## What is expected
Reproduce word for word the lines in the records from the one containing "task: segment the skillet handle" through the one containing "[[[1,0],[1,2],[11,17],[15,28],[30,20],[12,0]]]", including both of those lines.

## Material to process
--
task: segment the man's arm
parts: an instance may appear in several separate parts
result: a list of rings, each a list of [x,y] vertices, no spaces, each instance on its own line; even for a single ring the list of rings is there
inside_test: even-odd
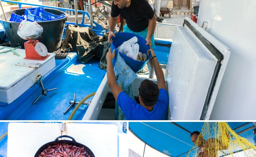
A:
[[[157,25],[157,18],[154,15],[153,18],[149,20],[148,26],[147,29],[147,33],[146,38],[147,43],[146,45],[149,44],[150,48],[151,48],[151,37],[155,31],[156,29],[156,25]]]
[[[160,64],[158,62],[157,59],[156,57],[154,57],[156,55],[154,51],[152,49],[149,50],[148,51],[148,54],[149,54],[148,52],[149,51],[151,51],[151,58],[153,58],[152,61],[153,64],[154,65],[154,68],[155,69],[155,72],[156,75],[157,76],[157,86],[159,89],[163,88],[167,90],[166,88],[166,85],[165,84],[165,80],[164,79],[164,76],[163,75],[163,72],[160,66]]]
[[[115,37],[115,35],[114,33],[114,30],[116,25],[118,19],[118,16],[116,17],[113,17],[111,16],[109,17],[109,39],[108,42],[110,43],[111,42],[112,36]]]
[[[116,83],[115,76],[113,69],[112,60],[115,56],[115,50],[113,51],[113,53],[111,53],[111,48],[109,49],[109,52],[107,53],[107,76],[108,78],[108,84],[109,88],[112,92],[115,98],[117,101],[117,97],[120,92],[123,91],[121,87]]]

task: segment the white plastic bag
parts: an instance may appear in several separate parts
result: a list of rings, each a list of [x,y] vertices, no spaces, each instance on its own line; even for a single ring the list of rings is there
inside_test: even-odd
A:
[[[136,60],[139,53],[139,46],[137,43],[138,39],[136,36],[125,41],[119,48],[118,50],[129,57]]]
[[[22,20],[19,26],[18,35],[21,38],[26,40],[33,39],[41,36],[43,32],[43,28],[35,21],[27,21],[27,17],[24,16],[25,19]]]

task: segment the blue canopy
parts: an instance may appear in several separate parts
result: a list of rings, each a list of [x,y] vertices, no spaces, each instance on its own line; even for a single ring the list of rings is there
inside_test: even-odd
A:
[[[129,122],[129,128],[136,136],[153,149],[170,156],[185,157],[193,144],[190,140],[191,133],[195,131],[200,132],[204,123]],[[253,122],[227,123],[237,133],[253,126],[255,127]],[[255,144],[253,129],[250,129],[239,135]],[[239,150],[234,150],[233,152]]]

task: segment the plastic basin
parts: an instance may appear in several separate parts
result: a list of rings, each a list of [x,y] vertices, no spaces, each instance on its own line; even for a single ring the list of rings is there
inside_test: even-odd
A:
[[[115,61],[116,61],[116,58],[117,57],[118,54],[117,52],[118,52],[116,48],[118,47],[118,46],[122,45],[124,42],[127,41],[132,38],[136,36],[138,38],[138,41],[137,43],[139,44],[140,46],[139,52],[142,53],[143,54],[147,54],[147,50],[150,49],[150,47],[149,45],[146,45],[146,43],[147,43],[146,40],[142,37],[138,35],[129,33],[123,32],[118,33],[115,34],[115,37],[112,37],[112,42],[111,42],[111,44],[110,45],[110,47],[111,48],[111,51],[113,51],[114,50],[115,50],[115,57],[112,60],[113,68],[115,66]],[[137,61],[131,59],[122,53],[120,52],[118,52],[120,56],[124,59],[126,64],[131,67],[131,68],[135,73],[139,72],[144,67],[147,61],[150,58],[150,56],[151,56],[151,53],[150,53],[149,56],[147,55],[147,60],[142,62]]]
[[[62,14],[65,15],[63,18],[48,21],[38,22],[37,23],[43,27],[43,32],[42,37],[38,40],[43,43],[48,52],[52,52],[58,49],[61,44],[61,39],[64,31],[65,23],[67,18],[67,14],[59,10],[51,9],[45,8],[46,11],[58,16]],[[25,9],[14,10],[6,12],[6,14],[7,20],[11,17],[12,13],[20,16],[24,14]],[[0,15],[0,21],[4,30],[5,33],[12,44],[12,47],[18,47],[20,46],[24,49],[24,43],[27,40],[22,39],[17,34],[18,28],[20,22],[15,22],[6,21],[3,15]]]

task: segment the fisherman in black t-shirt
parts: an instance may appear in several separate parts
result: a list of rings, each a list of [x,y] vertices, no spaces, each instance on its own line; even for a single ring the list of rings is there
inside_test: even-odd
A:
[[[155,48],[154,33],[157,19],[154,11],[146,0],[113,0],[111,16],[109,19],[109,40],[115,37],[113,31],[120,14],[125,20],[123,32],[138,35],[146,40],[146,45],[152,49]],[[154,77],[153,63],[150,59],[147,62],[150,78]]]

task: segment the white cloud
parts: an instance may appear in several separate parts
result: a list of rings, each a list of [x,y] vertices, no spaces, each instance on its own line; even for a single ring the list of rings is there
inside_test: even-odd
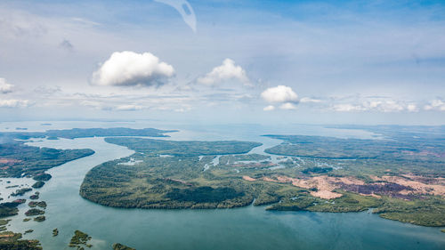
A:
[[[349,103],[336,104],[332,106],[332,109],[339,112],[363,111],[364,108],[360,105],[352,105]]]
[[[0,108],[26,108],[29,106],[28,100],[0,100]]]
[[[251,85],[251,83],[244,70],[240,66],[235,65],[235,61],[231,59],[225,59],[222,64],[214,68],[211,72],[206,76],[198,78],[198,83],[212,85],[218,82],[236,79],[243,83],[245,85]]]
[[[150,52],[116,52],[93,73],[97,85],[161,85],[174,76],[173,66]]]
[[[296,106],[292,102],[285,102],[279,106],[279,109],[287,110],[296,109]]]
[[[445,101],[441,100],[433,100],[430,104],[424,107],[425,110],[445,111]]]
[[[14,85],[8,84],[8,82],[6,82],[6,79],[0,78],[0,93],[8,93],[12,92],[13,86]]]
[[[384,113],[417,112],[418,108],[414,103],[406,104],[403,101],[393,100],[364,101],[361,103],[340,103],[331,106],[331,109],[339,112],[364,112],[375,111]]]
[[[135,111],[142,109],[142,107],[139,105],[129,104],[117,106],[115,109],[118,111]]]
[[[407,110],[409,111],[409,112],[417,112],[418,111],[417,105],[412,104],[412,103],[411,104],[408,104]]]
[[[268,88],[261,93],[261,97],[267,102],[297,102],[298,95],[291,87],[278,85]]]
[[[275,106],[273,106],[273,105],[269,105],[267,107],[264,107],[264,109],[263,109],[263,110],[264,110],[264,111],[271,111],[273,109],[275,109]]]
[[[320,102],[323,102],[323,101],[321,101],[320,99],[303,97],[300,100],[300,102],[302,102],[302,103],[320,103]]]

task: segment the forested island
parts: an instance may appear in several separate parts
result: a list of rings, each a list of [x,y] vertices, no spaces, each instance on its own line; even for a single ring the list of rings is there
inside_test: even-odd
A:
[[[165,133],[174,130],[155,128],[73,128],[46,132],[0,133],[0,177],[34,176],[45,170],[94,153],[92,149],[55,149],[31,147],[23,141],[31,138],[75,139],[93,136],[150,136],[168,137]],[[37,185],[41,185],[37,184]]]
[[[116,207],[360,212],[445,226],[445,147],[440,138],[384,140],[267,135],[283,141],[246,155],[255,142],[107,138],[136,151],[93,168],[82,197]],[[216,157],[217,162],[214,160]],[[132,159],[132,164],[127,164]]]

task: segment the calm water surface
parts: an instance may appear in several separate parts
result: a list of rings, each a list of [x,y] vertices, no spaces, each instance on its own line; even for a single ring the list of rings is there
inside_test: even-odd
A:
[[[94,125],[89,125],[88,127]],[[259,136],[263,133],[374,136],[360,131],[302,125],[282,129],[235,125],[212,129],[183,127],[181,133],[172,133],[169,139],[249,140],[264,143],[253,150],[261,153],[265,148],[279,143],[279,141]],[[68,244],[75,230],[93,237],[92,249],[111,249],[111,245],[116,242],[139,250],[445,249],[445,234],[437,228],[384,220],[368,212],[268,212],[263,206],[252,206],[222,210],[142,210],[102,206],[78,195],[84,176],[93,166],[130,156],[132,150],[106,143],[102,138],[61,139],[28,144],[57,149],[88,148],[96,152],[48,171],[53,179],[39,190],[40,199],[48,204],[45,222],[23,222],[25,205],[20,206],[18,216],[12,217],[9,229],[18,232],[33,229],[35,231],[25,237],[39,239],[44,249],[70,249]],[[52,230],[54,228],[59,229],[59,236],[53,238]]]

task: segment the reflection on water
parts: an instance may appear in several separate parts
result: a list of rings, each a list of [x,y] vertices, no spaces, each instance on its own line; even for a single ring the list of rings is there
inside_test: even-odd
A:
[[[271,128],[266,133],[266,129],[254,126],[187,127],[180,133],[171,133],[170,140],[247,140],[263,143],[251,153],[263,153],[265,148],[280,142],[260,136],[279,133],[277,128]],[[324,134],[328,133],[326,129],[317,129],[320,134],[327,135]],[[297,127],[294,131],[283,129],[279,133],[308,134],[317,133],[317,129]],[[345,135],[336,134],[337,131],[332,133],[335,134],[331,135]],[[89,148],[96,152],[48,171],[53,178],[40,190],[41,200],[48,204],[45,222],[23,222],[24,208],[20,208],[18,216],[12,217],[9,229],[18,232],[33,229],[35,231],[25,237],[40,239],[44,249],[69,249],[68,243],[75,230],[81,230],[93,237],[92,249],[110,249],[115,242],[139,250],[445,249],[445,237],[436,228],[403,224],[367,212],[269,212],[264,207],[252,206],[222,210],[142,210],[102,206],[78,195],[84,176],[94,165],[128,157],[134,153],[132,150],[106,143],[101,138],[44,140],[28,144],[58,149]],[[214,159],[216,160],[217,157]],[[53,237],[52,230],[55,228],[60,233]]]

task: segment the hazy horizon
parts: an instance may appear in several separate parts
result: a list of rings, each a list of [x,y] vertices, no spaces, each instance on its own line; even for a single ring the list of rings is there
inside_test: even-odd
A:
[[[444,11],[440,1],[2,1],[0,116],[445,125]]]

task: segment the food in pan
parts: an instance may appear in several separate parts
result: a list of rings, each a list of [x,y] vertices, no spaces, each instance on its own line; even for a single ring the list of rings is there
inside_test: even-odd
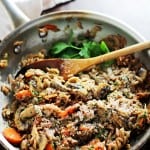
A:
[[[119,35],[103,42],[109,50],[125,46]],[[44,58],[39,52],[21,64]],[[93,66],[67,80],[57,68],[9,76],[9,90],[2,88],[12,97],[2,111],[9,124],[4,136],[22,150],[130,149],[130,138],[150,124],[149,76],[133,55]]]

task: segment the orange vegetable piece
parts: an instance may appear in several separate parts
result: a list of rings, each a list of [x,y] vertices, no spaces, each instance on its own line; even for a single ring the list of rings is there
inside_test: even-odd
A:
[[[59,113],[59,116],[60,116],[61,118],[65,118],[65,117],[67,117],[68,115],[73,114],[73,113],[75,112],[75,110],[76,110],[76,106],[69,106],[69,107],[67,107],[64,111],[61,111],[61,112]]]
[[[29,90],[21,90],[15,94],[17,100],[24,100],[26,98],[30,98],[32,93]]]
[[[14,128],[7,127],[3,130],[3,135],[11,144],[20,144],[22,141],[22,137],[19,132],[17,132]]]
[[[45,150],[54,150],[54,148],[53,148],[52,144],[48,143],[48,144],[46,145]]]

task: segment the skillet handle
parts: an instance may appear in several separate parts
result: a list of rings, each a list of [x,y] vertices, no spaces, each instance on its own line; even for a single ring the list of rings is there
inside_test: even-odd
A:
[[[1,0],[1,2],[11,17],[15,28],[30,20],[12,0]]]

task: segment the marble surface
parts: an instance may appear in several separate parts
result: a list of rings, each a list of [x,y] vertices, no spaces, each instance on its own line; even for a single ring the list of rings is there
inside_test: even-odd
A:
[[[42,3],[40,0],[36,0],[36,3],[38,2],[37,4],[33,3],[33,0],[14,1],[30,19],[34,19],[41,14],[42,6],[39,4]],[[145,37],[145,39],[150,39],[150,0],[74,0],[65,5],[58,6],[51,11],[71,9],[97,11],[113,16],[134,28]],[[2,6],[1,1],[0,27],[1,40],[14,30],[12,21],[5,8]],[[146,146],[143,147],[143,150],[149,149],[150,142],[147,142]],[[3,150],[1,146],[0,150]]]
--
## In response
task: segment the skillet handle
parts: an instance may appear in several separate parts
result: a list of rings, each a list of [x,y] vertices, no spaces, each instance on its own line; even for a single ring the list of rings is there
inside_test: even-odd
A:
[[[1,0],[1,2],[11,17],[15,28],[30,20],[12,0]]]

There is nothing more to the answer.